• [取り組む課題] 下の一覧の全行を、「番号」と「内容」の2列を持つMarkdownの表として示すこと。空行は含めない。

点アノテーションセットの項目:
========================================
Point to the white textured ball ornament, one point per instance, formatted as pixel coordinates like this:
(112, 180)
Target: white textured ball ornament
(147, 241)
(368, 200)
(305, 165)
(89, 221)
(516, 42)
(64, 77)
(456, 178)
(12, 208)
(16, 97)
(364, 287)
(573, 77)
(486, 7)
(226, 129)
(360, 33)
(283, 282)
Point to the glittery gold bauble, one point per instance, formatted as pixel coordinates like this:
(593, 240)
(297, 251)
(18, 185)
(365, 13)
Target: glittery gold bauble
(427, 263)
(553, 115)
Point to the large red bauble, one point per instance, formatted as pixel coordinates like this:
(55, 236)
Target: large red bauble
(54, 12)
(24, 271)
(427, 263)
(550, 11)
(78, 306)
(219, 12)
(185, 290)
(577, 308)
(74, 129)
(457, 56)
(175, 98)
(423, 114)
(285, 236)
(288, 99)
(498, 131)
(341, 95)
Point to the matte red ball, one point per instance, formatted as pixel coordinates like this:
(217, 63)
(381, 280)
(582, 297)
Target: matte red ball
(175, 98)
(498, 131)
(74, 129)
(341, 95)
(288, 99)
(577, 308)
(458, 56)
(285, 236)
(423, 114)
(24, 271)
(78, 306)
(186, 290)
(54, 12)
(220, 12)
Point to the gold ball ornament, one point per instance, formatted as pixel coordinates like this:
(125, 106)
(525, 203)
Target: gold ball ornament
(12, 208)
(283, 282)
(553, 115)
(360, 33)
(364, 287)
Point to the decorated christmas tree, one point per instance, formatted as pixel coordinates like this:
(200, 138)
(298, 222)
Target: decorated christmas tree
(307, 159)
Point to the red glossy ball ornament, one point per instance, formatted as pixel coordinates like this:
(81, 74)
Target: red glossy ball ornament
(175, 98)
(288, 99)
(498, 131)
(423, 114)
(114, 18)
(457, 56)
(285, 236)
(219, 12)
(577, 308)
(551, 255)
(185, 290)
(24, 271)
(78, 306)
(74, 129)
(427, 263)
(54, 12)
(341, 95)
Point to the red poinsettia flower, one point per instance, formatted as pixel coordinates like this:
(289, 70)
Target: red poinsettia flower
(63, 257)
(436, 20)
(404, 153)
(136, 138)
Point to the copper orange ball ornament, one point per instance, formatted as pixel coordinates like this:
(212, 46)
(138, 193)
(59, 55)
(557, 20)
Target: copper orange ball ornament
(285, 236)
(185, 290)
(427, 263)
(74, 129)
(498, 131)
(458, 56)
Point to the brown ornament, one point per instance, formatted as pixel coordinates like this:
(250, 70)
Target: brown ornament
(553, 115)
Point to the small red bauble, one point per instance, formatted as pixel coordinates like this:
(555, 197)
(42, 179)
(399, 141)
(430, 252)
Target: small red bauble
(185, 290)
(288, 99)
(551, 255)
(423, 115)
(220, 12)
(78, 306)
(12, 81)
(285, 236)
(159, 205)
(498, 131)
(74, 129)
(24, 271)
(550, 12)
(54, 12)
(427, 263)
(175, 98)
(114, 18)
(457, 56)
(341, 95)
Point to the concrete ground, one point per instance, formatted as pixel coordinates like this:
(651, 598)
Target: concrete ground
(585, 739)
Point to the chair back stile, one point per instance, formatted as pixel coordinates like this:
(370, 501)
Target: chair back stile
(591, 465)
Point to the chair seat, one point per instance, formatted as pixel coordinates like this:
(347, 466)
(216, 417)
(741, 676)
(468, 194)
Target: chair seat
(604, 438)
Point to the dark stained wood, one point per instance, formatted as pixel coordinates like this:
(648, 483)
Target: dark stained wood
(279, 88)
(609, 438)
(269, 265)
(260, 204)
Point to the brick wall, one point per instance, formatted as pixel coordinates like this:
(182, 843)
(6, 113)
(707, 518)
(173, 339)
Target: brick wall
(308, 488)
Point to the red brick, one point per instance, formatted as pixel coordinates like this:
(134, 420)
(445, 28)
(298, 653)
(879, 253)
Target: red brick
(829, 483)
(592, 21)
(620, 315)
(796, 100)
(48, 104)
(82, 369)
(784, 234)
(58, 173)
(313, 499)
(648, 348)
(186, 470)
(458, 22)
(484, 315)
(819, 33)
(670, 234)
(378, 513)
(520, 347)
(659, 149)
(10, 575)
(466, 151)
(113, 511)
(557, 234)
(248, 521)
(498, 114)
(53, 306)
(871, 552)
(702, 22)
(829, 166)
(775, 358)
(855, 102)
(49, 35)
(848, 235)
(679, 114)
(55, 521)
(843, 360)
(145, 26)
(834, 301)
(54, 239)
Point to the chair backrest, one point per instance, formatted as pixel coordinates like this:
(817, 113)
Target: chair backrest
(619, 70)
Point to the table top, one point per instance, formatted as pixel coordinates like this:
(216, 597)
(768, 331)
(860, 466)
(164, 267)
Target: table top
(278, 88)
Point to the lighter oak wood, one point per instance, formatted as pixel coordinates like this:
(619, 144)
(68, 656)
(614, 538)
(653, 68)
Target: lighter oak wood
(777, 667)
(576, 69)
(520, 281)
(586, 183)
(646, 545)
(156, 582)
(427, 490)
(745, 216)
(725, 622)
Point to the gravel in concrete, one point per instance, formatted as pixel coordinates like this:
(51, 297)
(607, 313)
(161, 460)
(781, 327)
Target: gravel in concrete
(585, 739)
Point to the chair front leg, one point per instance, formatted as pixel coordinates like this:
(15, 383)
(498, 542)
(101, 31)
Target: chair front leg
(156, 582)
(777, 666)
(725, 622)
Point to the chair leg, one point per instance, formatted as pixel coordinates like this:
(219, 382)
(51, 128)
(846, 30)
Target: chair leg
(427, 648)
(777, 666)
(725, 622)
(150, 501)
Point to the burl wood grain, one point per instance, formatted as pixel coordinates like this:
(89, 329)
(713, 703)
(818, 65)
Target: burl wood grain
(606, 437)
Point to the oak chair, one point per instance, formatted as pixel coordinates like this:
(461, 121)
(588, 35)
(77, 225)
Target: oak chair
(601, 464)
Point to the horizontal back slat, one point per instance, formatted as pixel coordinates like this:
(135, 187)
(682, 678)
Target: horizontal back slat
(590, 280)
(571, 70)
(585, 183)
========================================
• [課題の解答]
| 番号 | 内容 |
|---|---|
| 1 | Point to the white textured ball ornament, one point per instance, formatted as pixel coordinates like this: |
| 2 | (112, 180) |
| 3 | Target: white textured ball ornament |
| 4 | (147, 241) |
| 5 | (368, 200) |
| 6 | (305, 165) |
| 7 | (89, 221) |
| 8 | (516, 42) |
| 9 | (64, 77) |
| 10 | (456, 178) |
| 11 | (12, 208) |
| 12 | (16, 97) |
| 13 | (364, 287) |
| 14 | (573, 77) |
| 15 | (486, 7) |
| 16 | (226, 129) |
| 17 | (360, 33) |
| 18 | (283, 282) |
| 19 | Point to the glittery gold bauble, one point per instance, formatted as pixel coordinates like this: |
| 20 | (593, 240) |
| 21 | (297, 251) |
| 22 | (18, 185) |
| 23 | (365, 13) |
| 24 | Target: glittery gold bauble |
| 25 | (427, 263) |
| 26 | (553, 115) |
| 27 | Point to the large red bauble, one point per instance, formatted as pixel coordinates like this: |
| 28 | (55, 236) |
| 29 | Target: large red bauble |
| 30 | (54, 12) |
| 31 | (24, 271) |
| 32 | (427, 263) |
| 33 | (550, 11) |
| 34 | (78, 306) |
| 35 | (219, 12) |
| 36 | (185, 290) |
| 37 | (577, 308) |
| 38 | (74, 129) |
| 39 | (457, 56) |
| 40 | (175, 98) |
| 41 | (423, 114) |
| 42 | (285, 236) |
| 43 | (288, 99) |
| 44 | (498, 131) |
| 45 | (341, 95) |
| 46 | Point to the matte red ball, one point per instance, formatted as pixel coordinates like this: |
| 47 | (217, 63) |
| 48 | (381, 280) |
| 49 | (582, 297) |
| 50 | Target: matte red ball |
| 51 | (175, 98) |
| 52 | (498, 131) |
| 53 | (74, 129) |
| 54 | (341, 95) |
| 55 | (288, 99) |
| 56 | (577, 308) |
| 57 | (458, 56) |
| 58 | (285, 236) |
| 59 | (423, 114) |
| 60 | (24, 271) |
| 61 | (78, 306) |
| 62 | (186, 290) |
| 63 | (54, 12) |
| 64 | (220, 12) |
| 65 | Point to the gold ball ornament, one point per instance, formatted as pixel coordinates like this: |
| 66 | (125, 106) |
| 67 | (525, 203) |
| 68 | Target: gold ball ornament |
| 69 | (12, 208) |
| 70 | (283, 282) |
| 71 | (553, 115) |
| 72 | (360, 33) |
| 73 | (364, 287) |
| 74 | Point to the decorated christmas tree, one point per instance, formatted as pixel coordinates like this: |
| 75 | (200, 138) |
| 76 | (298, 222) |
| 77 | Target: decorated christmas tree |
| 78 | (307, 159) |
| 79 | Point to the red glossy ball ornament, one point per instance, formatted as pixel coordinates like this: |
| 80 | (81, 74) |
| 81 | Target: red glossy ball ornament |
| 82 | (175, 98) |
| 83 | (288, 99) |
| 84 | (498, 131) |
| 85 | (423, 114) |
| 86 | (114, 18) |
| 87 | (457, 56) |
| 88 | (285, 236) |
| 89 | (219, 12) |
| 90 | (577, 308) |
| 91 | (551, 255) |
| 92 | (185, 290) |
| 93 | (24, 271) |
| 94 | (78, 306) |
| 95 | (74, 129) |
| 96 | (427, 263) |
| 97 | (54, 12) |
| 98 | (341, 95) |
| 99 | Point to the red poinsettia flower, one point per instance, formatted as pixel coordinates like this: |
| 100 | (289, 70) |
| 101 | Target: red poinsettia flower |
| 102 | (63, 257) |
| 103 | (436, 20) |
| 104 | (404, 153) |
| 105 | (136, 138) |
| 106 | Point to the copper orange ball ornament, one point per instance, formatted as pixel coordinates like this: |
| 107 | (212, 46) |
| 108 | (138, 193) |
| 109 | (59, 55) |
| 110 | (557, 20) |
| 111 | Target: copper orange ball ornament |
| 112 | (285, 236) |
| 113 | (185, 290) |
| 114 | (427, 263) |
| 115 | (74, 129) |
| 116 | (498, 131) |
| 117 | (458, 56) |
| 118 | Point to the brown ornament, one point per instance, formatted as pixel coordinates like this: |
| 119 | (250, 70) |
| 120 | Target: brown ornament |
| 121 | (553, 115) |
| 122 | Point to the small red bauble, one point per instance, formatted as pixel coordinates like this: |
| 123 | (555, 197) |
| 124 | (42, 179) |
| 125 | (399, 141) |
| 126 | (430, 252) |
| 127 | Target: small red bauble |
| 128 | (185, 290) |
| 129 | (288, 99) |
| 130 | (551, 255) |
| 131 | (423, 115) |
| 132 | (220, 12) |
| 133 | (78, 306) |
| 134 | (12, 81) |
| 135 | (285, 236) |
| 136 | (159, 205) |
| 137 | (498, 131) |
| 138 | (74, 129) |
| 139 | (24, 271) |
| 140 | (550, 12) |
| 141 | (54, 12) |
| 142 | (427, 263) |
| 143 | (175, 98) |
| 144 | (114, 18) |
| 145 | (457, 56) |
| 146 | (341, 95) |
| 147 | Point to the concrete ground, one point per instance, formatted as pixel coordinates like this: |
| 148 | (651, 598) |
| 149 | Target: concrete ground |
| 150 | (585, 739) |
| 151 | Point to the chair back stile, one point per instance, formatted as pixel coordinates like this: |
| 152 | (370, 501) |
| 153 | Target: chair back stile |
| 154 | (591, 465) |
| 155 | Point to the chair seat, one point per instance, formatted as pixel coordinates like this: |
| 156 | (347, 466) |
| 157 | (216, 417) |
| 158 | (741, 676) |
| 159 | (468, 194) |
| 160 | Target: chair seat |
| 161 | (604, 438) |
| 162 | Point to the dark stained wood, one point per instance, formatted as pixel coordinates like this: |
| 163 | (648, 483) |
| 164 | Target: dark stained wood |
| 165 | (279, 88) |
| 166 | (609, 438) |
| 167 | (269, 265) |
| 168 | (260, 204) |
| 169 | Point to the brick wall, one point per instance, formatted as pixel coordinates like this: |
| 170 | (182, 843) |
| 171 | (6, 113) |
| 172 | (707, 518) |
| 173 | (173, 339) |
| 174 | Target: brick wall |
| 175 | (308, 488) |
| 176 | Point to the red brick, one point per instance, formatted as pixel coordinates like this: |
| 177 | (134, 420) |
| 178 | (445, 28) |
| 179 | (298, 653) |
| 180 | (879, 253) |
| 181 | Target: red brick |
| 182 | (829, 483) |
| 183 | (592, 21) |
| 184 | (620, 315) |
| 185 | (796, 100) |
| 186 | (48, 104) |
| 187 | (82, 369) |
| 188 | (784, 234) |
| 189 | (58, 173) |
| 190 | (313, 499) |
| 191 | (648, 348) |
| 192 | (186, 470) |
| 193 | (458, 22) |
| 194 | (484, 315) |
| 195 | (819, 33) |
| 196 | (670, 234) |
| 197 | (378, 513) |
| 198 | (520, 347) |
| 199 | (659, 149) |
| 200 | (10, 575) |
| 201 | (466, 151) |
| 202 | (113, 511) |
| 203 | (557, 234) |
| 204 | (248, 521) |
| 205 | (498, 114) |
| 206 | (53, 306) |
| 207 | (871, 552) |
| 208 | (702, 22) |
| 209 | (829, 166) |
| 210 | (775, 358) |
| 211 | (855, 102) |
| 212 | (49, 35) |
| 213 | (848, 235) |
| 214 | (679, 114) |
| 215 | (55, 521) |
| 216 | (843, 360) |
| 217 | (145, 26) |
| 218 | (834, 301) |
| 219 | (54, 239) |
| 220 | Point to the chair backrest, one point per instance, formatted as pixel coordinates like this: |
| 221 | (817, 113) |
| 222 | Target: chair backrest |
| 223 | (619, 70) |
| 224 | Point to the table top, one point per instance, formatted as pixel coordinates like this: |
| 225 | (216, 597) |
| 226 | (768, 331) |
| 227 | (860, 466) |
| 228 | (164, 267) |
| 229 | Target: table top |
| 230 | (278, 88) |
| 231 | Point to the lighter oak wood, one point per instance, formatted as pixel coordinates like this: |
| 232 | (619, 144) |
| 233 | (68, 656) |
| 234 | (614, 538) |
| 235 | (653, 68) |
| 236 | Target: lighter oak wood |
| 237 | (777, 667) |
| 238 | (576, 69) |
| 239 | (520, 281) |
| 240 | (586, 183) |
| 241 | (646, 545) |
| 242 | (156, 582) |
| 243 | (427, 490) |
| 244 | (745, 216) |
| 245 | (725, 622) |
| 246 | Point to the gravel in concrete, one point per instance, formatted as pixel coordinates like this: |
| 247 | (51, 297) |
| 248 | (607, 313) |
| 249 | (161, 460) |
| 250 | (781, 327) |
| 251 | Target: gravel in concrete |
| 252 | (585, 739) |
| 253 | Point to the chair front leg, one point per instance, formatted as pixel coordinates like this: |
| 254 | (15, 383) |
| 255 | (498, 542) |
| 256 | (101, 31) |
| 257 | Target: chair front leg |
| 258 | (156, 582) |
| 259 | (777, 666) |
| 260 | (725, 622) |
| 261 | Point to the chair leg, one point per instance, formatted as pixel coordinates like this: |
| 262 | (219, 382) |
| 263 | (51, 128) |
| 264 | (846, 30) |
| 265 | Target: chair leg |
| 266 | (427, 648) |
| 267 | (777, 666) |
| 268 | (725, 622) |
| 269 | (150, 501) |
| 270 | Point to the burl wood grain, one point per instance, formatted as pixel coordinates like this: |
| 271 | (89, 329) |
| 272 | (713, 703) |
| 273 | (818, 65) |
| 274 | Target: burl wood grain |
| 275 | (606, 437) |
| 276 | Point to the oak chair, one point per instance, formatted as pixel coordinates like this: |
| 277 | (461, 121) |
| 278 | (588, 35) |
| 279 | (77, 225) |
| 280 | Target: oak chair |
| 281 | (601, 464) |
| 282 | Point to the horizontal back slat, one point per instance, formatted as pixel coordinates like this: |
| 283 | (135, 187) |
| 284 | (682, 678) |
| 285 | Target: horizontal back slat |
| 286 | (590, 280) |
| 287 | (571, 70) |
| 288 | (585, 183) |